▸ **Stored rows**:
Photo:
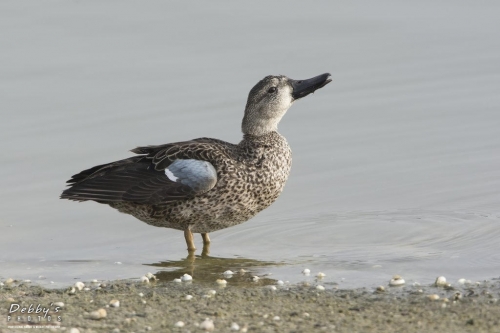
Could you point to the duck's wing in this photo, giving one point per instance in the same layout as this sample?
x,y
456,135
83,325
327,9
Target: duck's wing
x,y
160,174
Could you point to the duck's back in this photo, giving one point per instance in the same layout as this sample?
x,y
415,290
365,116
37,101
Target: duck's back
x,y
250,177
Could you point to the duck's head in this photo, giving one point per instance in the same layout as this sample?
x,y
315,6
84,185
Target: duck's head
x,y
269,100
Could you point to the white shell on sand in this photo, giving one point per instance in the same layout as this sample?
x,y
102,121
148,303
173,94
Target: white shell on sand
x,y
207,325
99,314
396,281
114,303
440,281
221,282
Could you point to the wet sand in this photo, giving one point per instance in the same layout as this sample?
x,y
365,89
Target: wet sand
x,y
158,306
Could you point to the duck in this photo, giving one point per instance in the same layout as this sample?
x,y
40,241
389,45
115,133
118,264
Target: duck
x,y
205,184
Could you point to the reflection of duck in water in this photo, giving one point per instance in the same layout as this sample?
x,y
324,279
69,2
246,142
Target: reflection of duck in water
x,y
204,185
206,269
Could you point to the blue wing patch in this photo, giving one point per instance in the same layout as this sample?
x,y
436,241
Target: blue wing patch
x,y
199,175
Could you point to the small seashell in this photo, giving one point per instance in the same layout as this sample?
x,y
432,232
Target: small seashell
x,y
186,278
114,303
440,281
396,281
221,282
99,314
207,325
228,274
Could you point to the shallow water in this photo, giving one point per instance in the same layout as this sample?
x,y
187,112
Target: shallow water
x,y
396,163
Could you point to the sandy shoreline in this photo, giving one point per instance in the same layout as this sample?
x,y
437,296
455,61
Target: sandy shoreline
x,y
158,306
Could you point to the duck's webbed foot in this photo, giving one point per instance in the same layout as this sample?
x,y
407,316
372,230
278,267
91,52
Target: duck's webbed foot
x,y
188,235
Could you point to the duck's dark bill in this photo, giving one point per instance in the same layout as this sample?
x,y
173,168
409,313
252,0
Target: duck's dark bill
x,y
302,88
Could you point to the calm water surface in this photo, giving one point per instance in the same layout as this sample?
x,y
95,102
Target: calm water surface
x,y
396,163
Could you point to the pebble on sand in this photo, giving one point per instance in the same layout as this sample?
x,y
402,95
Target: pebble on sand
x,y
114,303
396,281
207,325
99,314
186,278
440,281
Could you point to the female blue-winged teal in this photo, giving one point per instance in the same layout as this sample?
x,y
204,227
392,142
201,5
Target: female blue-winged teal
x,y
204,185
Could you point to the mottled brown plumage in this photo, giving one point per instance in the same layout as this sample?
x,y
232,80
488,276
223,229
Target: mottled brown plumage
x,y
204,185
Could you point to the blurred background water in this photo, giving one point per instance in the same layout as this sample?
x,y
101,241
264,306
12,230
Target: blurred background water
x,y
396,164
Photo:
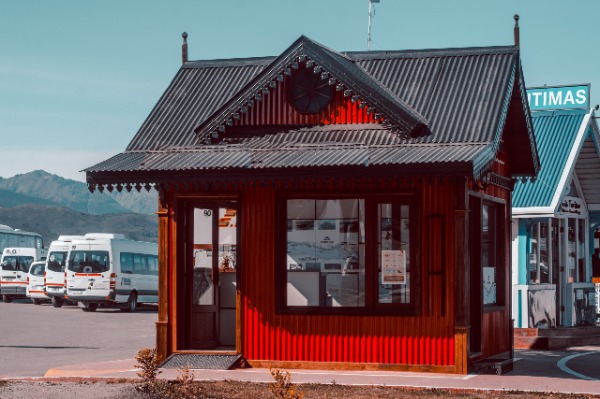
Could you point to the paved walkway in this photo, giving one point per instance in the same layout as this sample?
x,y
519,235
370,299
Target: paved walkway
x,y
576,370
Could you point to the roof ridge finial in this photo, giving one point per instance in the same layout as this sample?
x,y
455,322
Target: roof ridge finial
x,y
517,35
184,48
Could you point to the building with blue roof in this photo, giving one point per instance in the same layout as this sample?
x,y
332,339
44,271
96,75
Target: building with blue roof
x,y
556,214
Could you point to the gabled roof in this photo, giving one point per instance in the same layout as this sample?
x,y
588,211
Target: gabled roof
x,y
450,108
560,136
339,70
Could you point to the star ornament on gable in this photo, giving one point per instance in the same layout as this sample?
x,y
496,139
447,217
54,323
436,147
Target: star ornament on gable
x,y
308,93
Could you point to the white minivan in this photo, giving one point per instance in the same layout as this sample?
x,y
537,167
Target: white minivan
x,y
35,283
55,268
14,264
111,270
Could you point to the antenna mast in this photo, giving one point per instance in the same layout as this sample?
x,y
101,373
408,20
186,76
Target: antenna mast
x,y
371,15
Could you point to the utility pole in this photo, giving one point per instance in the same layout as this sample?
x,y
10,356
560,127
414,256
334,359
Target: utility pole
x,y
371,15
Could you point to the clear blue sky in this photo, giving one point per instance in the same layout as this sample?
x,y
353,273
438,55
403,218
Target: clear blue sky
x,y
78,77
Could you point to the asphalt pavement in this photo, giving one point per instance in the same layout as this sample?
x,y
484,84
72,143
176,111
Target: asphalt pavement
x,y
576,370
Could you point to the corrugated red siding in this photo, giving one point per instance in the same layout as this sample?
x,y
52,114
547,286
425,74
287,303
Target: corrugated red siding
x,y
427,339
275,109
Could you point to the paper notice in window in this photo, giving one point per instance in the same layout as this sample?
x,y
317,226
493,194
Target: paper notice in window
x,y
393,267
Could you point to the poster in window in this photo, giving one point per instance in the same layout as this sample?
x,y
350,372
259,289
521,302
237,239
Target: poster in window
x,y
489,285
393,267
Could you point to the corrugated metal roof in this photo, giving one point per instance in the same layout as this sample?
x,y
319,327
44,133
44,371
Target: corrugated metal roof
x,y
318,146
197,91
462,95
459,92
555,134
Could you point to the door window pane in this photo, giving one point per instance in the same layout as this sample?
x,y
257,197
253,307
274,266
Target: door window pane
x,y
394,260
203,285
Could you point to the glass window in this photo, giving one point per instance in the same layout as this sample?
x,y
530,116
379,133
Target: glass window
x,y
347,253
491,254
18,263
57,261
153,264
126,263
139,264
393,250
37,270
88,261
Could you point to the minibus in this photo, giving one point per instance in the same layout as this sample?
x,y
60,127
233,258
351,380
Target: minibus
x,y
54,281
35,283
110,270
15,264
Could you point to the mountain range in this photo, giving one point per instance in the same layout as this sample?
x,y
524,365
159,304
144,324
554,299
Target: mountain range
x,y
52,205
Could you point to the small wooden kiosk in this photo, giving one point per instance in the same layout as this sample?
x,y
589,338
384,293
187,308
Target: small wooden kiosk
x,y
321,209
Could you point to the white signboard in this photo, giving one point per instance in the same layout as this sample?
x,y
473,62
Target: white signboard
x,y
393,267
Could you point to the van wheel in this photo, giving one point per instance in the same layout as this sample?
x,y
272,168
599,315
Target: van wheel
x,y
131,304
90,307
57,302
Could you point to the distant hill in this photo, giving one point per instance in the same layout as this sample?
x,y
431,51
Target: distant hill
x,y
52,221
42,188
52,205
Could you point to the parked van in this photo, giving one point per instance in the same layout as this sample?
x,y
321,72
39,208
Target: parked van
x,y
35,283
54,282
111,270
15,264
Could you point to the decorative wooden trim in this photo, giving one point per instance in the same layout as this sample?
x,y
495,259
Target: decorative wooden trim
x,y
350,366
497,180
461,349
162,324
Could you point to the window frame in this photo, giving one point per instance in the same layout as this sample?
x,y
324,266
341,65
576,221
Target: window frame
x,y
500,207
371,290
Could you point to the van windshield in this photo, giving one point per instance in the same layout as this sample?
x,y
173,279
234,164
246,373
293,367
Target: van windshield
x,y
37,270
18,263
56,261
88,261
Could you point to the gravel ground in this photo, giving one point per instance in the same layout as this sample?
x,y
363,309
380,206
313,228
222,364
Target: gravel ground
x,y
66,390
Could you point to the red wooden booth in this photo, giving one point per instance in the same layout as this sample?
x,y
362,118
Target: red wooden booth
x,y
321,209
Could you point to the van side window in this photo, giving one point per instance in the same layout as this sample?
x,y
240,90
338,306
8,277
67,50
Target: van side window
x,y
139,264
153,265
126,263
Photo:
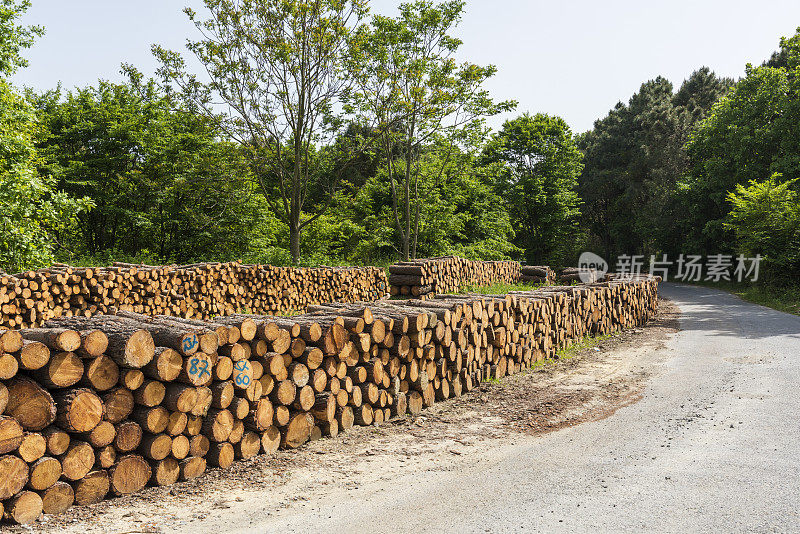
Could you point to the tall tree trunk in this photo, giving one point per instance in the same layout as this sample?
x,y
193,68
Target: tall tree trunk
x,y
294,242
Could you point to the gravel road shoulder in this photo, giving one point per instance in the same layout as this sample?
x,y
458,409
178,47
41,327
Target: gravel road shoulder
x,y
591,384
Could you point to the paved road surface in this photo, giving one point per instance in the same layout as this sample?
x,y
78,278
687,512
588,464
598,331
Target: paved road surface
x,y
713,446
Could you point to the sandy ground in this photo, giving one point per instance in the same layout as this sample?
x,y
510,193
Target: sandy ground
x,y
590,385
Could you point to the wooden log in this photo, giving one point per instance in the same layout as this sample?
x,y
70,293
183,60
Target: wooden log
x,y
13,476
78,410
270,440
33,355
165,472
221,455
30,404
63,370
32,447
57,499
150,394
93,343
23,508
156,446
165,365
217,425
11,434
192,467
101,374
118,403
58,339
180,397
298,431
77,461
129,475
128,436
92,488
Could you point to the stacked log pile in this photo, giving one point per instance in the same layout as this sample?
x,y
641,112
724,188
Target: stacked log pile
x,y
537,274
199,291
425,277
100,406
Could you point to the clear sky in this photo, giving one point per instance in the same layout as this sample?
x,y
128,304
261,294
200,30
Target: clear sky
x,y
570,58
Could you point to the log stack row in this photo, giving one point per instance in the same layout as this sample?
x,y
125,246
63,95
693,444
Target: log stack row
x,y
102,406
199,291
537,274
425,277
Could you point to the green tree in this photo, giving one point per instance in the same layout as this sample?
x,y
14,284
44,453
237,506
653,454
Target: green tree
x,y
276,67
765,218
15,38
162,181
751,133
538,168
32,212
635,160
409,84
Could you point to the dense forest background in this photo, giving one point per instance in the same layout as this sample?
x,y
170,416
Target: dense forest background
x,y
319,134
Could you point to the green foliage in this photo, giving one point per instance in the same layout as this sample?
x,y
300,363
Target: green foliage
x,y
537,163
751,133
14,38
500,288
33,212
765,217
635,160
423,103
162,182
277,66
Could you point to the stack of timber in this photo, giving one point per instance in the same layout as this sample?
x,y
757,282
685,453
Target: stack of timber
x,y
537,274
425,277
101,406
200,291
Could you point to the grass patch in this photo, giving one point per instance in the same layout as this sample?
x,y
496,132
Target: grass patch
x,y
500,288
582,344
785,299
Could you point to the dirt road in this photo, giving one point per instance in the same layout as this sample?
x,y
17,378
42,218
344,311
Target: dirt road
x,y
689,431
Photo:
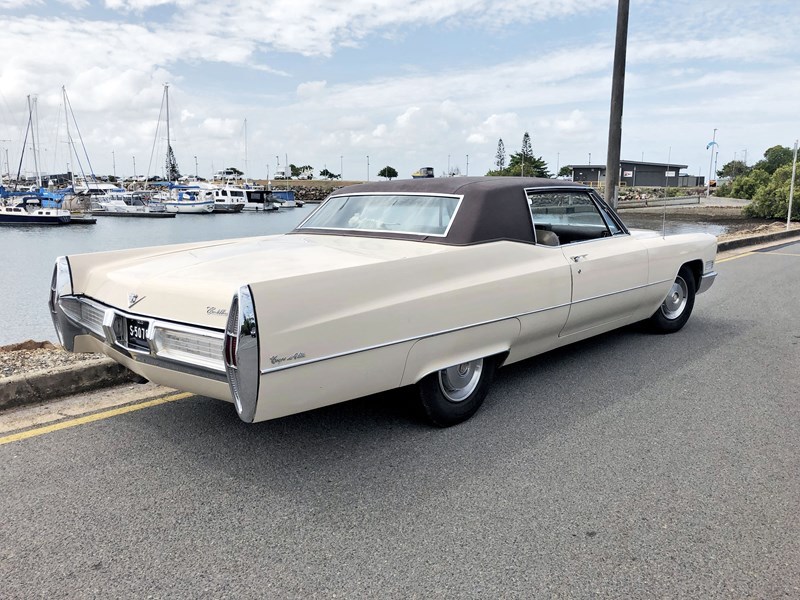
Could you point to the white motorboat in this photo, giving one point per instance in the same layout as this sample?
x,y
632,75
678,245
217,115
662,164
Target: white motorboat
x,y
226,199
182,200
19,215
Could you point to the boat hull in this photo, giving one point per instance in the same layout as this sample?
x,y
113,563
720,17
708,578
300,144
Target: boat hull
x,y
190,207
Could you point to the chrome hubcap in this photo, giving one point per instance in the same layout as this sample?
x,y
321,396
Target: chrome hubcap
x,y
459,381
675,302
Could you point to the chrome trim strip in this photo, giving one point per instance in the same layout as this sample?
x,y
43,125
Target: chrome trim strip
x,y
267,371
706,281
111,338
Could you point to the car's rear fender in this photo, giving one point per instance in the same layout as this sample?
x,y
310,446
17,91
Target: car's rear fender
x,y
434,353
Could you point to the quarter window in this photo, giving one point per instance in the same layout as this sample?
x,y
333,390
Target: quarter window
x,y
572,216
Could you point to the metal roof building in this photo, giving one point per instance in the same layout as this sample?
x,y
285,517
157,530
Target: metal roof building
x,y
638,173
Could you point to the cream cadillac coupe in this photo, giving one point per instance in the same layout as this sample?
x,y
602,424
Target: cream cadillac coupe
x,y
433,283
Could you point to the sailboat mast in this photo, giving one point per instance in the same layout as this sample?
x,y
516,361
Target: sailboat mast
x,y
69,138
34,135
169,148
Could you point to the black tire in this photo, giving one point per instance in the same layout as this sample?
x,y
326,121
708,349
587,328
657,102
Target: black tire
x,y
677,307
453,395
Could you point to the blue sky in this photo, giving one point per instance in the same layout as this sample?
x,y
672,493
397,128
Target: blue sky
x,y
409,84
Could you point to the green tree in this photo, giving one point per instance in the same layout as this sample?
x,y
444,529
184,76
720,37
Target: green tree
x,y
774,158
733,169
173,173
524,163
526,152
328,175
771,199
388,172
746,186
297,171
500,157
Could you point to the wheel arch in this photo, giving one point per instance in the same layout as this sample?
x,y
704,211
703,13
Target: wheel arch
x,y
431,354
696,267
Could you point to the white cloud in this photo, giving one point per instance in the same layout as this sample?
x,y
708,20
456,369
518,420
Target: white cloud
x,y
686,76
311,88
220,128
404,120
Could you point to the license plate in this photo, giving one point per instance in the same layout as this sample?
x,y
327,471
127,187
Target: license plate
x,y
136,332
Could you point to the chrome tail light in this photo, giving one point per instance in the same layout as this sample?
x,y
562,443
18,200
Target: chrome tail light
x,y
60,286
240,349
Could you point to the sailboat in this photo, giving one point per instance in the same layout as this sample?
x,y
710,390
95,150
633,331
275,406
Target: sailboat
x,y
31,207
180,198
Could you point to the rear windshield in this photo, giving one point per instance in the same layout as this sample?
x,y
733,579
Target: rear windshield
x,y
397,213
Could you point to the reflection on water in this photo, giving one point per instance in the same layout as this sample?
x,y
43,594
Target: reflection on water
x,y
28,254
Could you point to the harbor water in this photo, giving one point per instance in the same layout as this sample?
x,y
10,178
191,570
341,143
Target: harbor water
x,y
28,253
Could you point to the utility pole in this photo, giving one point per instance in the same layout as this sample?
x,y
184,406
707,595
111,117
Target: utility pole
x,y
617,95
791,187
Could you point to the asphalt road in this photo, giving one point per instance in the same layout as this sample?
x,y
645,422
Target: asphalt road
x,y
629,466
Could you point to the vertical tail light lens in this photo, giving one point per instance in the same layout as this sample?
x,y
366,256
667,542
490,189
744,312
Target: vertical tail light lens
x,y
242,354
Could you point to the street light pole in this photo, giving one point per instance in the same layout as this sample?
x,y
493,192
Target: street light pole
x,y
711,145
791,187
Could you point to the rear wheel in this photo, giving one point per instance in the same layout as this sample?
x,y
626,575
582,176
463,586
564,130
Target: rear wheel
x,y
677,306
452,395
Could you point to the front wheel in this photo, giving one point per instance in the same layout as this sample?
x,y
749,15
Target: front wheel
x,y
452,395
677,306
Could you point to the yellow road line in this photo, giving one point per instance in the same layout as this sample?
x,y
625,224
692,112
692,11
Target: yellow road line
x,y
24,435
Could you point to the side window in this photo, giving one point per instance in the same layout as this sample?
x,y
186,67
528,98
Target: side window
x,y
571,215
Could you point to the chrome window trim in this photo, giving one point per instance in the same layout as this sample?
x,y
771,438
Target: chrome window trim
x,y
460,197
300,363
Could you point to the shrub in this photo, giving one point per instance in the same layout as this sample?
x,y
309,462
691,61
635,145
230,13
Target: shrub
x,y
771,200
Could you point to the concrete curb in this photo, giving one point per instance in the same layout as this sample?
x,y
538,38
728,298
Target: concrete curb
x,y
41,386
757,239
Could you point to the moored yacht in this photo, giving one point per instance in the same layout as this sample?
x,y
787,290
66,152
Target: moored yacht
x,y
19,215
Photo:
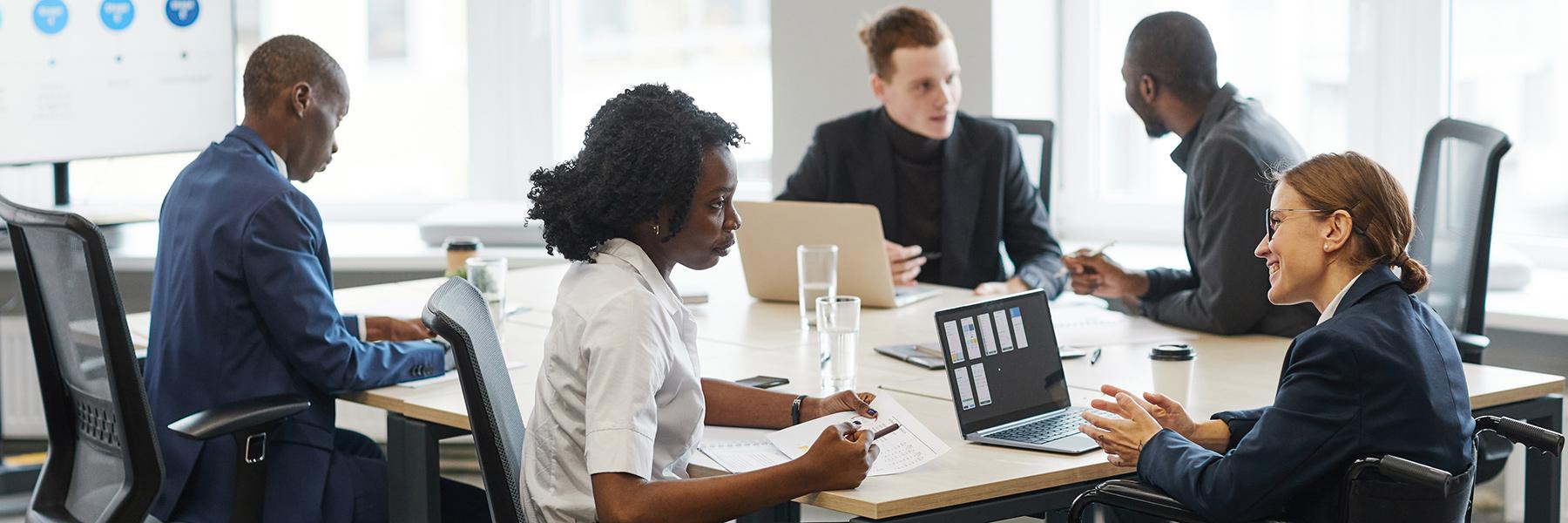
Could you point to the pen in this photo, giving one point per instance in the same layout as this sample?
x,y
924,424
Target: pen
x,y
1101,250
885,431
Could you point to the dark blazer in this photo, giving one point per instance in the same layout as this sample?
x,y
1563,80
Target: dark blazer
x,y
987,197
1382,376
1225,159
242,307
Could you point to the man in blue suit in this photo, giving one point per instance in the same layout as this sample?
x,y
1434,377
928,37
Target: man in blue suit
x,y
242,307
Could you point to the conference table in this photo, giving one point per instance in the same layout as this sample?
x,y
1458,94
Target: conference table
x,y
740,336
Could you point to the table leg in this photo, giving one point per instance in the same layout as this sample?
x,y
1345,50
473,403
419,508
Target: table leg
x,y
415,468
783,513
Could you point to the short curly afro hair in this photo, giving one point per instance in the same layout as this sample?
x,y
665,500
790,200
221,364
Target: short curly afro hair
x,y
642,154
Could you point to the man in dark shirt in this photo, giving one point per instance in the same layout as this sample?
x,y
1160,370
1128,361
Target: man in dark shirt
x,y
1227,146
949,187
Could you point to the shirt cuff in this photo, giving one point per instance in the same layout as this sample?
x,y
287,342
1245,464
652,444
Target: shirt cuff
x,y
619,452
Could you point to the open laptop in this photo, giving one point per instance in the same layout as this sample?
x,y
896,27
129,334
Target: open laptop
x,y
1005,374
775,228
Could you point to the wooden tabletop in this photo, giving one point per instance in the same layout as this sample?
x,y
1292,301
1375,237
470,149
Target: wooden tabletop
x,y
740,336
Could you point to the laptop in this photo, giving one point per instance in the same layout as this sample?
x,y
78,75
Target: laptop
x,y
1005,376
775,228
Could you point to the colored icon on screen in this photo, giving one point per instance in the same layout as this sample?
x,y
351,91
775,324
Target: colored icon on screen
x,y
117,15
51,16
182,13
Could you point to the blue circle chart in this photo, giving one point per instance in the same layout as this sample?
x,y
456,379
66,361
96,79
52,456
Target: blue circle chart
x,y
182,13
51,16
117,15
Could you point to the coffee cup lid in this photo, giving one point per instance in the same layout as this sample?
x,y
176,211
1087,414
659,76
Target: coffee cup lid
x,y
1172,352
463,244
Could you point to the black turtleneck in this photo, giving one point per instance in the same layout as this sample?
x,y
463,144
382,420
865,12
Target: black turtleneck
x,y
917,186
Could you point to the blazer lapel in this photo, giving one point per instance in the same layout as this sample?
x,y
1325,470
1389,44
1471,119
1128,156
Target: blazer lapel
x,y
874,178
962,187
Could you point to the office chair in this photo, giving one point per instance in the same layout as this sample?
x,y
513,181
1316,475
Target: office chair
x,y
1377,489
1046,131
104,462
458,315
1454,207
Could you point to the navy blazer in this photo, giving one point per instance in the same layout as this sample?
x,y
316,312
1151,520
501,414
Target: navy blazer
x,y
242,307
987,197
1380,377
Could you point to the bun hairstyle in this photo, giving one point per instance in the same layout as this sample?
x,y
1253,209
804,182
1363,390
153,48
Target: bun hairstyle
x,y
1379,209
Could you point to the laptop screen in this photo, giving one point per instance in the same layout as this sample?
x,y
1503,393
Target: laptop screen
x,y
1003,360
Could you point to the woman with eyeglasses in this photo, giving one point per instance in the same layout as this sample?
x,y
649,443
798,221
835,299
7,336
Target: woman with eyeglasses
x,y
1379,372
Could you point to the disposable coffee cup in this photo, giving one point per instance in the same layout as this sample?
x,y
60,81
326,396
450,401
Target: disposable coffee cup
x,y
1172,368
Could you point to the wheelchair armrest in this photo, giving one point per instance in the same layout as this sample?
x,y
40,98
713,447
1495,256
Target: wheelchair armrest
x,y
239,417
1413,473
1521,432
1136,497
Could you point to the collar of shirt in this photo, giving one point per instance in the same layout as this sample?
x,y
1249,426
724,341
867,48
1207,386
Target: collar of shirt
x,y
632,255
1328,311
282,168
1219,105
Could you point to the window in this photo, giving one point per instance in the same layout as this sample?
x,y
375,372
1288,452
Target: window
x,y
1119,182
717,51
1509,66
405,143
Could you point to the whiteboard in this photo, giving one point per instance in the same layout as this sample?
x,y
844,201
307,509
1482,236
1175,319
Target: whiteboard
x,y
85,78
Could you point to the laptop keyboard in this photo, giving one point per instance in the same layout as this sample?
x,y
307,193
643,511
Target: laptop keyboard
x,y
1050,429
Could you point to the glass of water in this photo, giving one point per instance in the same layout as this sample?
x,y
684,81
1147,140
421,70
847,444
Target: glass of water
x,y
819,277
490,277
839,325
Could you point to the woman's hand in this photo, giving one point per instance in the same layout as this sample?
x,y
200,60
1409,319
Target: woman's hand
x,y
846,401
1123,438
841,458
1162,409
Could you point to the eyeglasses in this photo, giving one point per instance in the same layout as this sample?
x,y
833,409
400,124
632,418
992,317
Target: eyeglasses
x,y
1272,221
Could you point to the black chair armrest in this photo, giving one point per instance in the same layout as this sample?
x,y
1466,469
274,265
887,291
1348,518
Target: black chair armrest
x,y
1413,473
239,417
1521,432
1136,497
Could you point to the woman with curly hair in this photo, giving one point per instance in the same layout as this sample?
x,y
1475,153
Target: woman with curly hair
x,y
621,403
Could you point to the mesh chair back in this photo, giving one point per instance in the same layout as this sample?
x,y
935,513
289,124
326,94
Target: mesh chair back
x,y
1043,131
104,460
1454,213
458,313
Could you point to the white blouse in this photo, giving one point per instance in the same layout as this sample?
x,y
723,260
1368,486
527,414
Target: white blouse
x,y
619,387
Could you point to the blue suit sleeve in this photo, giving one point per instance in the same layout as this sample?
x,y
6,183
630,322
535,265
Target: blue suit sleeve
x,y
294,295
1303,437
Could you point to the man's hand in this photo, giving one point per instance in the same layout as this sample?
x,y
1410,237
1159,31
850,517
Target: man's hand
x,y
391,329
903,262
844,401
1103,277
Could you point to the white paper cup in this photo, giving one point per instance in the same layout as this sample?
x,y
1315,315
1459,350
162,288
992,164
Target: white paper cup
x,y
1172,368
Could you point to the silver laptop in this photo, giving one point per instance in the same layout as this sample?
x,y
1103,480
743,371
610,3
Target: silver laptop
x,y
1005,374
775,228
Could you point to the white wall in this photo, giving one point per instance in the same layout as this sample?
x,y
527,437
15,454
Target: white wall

▸ **Exercise details**: Repeat word for word each line from the one with "Could you point to the white blouse" to the end of the records above, inclusive.

▸ **Completed task**:
Could you point to the white blouse in this photo, giving one point per instance in the same layout as this sample?
x,y
723,260
1368,486
527,414
Target: white blouse
x,y
619,387
Could you point to the blue suit sleeve in this photo, giving one point per instance in the same layout as this sample?
x,y
6,183
630,322
535,265
Target: blue suit sleeve
x,y
294,295
1303,437
Could you point to the man's hand in this photo, giving one point per instance in the same layout as this sample?
x,y
1410,237
1159,31
850,517
Target: man's hand
x,y
391,329
903,262
844,401
1103,277
Could you point to the white paper cup in this photo, giving one point per instance in the same layout as this sample?
x,y
1315,315
1459,350
162,288
992,164
Target: white paper cup
x,y
1172,368
Could you point to the silver laptop in this photo, giving one point per instance in the same layout as this sample?
x,y
1103,480
743,371
610,3
Target: silver laptop
x,y
1005,374
775,228
Could you point to the white wall in this photo, giving one point per instance in the same layout as this sample?
x,y
527,437
15,454
Target: white wall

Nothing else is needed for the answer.